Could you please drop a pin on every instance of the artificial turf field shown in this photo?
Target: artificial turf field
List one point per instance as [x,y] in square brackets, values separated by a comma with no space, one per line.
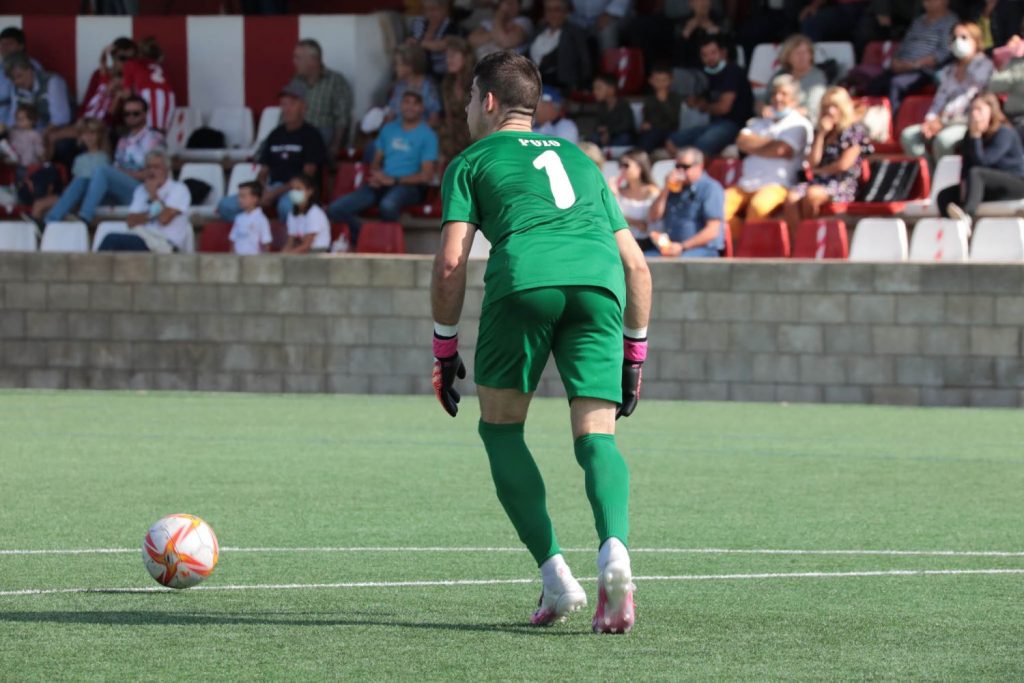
[293,474]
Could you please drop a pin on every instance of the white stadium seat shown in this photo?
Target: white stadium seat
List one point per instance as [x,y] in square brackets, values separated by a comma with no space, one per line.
[108,227]
[241,172]
[69,236]
[879,240]
[939,240]
[183,122]
[18,236]
[213,175]
[998,240]
[660,170]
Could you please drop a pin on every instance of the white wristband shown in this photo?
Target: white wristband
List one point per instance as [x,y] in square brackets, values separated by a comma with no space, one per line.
[445,330]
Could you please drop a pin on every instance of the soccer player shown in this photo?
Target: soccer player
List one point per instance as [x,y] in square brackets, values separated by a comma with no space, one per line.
[566,278]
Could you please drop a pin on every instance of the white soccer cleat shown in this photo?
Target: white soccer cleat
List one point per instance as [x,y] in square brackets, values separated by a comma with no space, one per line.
[560,597]
[615,610]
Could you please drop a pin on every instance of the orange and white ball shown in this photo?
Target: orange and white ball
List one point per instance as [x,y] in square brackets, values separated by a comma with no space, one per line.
[180,551]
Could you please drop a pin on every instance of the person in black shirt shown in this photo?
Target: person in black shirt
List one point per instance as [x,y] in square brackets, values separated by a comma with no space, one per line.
[728,100]
[294,147]
[614,120]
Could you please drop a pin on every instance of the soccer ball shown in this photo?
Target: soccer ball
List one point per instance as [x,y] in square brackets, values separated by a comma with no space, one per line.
[180,551]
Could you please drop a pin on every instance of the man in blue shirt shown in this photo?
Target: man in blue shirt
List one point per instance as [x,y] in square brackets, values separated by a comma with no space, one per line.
[692,205]
[403,165]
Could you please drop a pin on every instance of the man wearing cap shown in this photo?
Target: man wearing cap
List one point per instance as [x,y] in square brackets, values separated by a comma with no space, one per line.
[292,148]
[549,118]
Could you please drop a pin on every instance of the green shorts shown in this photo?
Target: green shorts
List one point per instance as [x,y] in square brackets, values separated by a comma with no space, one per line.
[581,326]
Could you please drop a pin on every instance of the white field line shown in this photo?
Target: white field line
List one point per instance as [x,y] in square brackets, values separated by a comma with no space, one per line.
[509,582]
[440,549]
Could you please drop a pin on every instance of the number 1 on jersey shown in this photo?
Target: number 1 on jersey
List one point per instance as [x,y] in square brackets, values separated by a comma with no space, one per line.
[561,188]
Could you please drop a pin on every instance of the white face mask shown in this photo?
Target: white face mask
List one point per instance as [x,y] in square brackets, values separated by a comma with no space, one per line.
[962,48]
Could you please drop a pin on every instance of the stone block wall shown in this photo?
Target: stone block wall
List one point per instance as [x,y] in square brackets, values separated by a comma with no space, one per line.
[910,334]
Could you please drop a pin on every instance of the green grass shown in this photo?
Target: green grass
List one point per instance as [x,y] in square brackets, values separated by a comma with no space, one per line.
[93,470]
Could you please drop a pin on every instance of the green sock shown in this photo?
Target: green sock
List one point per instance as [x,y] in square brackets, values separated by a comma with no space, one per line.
[520,488]
[607,480]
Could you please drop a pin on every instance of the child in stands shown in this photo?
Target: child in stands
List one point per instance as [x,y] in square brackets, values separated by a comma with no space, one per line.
[251,231]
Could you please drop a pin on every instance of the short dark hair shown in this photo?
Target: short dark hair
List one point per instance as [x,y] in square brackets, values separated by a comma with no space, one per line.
[255,186]
[512,78]
[13,33]
[138,100]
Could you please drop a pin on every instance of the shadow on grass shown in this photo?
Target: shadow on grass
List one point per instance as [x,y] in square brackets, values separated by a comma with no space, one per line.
[148,617]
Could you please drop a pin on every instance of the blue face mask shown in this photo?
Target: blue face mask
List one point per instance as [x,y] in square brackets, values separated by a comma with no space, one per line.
[717,69]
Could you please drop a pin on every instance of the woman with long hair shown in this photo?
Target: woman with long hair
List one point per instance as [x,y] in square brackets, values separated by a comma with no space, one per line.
[840,145]
[636,191]
[308,227]
[454,133]
[993,162]
[960,81]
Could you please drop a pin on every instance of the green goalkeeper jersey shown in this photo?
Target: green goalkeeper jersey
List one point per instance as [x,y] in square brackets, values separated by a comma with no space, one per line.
[546,209]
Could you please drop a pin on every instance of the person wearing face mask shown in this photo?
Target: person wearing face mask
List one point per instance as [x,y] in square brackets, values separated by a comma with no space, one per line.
[728,100]
[775,147]
[308,228]
[946,120]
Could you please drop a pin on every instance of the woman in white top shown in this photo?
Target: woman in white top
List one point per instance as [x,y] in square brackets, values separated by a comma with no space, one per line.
[308,227]
[636,191]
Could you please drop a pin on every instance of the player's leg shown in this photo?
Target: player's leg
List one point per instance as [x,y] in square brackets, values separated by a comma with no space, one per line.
[588,349]
[512,348]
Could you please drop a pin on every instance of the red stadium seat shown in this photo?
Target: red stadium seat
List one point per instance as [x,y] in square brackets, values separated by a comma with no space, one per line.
[348,178]
[626,65]
[214,238]
[381,238]
[726,171]
[764,239]
[821,239]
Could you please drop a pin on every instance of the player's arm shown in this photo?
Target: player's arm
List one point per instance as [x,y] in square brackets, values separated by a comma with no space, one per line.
[448,291]
[635,319]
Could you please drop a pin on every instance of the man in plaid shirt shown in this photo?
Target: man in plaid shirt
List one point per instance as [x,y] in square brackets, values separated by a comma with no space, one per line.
[329,97]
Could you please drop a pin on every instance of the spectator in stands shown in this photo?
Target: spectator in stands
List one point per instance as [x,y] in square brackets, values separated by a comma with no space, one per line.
[550,119]
[453,135]
[251,230]
[145,77]
[560,50]
[429,33]
[46,92]
[411,76]
[840,146]
[692,210]
[593,153]
[24,143]
[11,42]
[660,111]
[635,191]
[728,101]
[615,125]
[700,22]
[403,165]
[292,148]
[924,49]
[159,212]
[960,81]
[775,147]
[796,57]
[308,228]
[507,31]
[329,97]
[602,19]
[1010,80]
[93,140]
[993,162]
[115,183]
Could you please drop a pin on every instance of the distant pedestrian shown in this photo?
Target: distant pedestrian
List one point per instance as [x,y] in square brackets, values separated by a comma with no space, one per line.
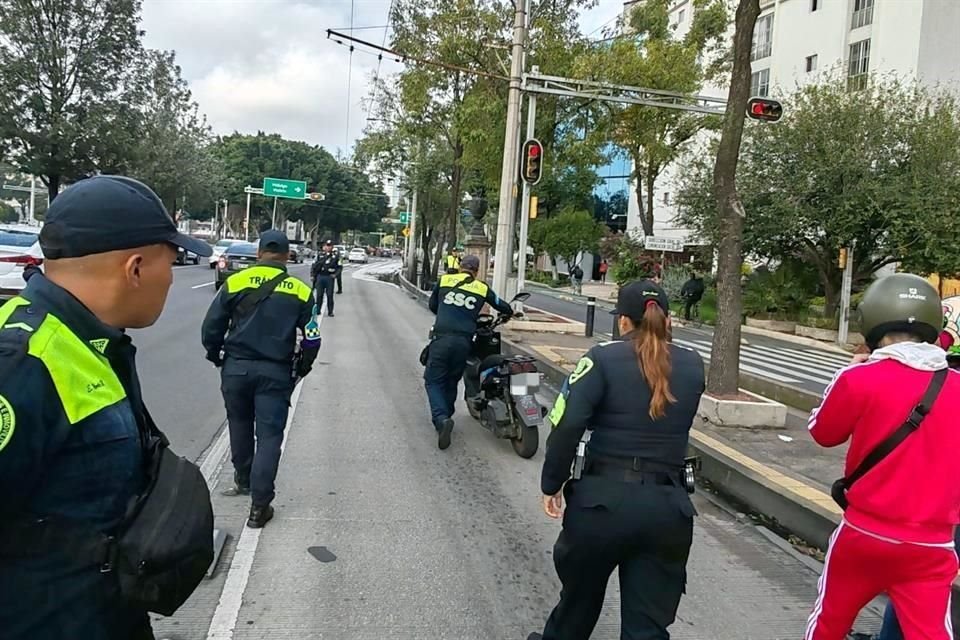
[576,277]
[325,270]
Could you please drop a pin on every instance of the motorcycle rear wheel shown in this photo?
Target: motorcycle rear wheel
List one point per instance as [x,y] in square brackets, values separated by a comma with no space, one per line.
[527,443]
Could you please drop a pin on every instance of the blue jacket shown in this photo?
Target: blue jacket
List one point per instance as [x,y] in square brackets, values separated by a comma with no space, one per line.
[269,332]
[458,299]
[70,447]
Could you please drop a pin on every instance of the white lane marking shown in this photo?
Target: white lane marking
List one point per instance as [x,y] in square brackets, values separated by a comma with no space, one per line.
[231,598]
[217,454]
[225,616]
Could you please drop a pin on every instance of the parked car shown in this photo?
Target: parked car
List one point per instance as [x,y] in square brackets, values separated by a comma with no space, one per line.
[184,256]
[218,250]
[237,257]
[19,249]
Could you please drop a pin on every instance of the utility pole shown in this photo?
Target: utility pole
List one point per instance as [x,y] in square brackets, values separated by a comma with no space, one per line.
[846,262]
[508,174]
[525,203]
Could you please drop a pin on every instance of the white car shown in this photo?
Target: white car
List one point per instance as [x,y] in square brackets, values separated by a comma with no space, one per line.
[218,250]
[19,249]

> _WORK ORDER_
Would you print exactly, and only, the lines of the data above from the line with "top shown in this photo?" through the line with "Target: man in plaid shirt", inclusive?

> _RESULT FOR THIS EXERCISE_
Could you please drop a pin on every instance of the woman in white top shown in this photo?
Target: woman in white top
List one point per instance as [x,y] in square brackets, values separated by a comma with no space, one per line.
[308,227]
[636,191]
Could you please drop a pin on every instance of the player's leg shown in this photo?
Target: player's leg
List one point per instance as [x,y] in square brackets, values separated by a comma with no space, one per line.
[588,349]
[512,348]
Could you please drop a pin on every instance of the red stadium seat shown in this photo?
Target: red stadium seat
List one point per instance as [x,y] in square brackets, values separated by a comma with no space, one per line.
[348,178]
[626,65]
[214,238]
[381,238]
[726,171]
[764,239]
[821,239]
Could you please drop a pin on every instance of the player's arm shown in this photo?
Target: player's arm
List one point per instance as [x,y] in square brackets, values separated by a comma with no space, one per line.
[448,291]
[635,319]
Could you please drop a pin on every instance of the man in plaid shirt shown in this photo?
Target: man in plaid shirt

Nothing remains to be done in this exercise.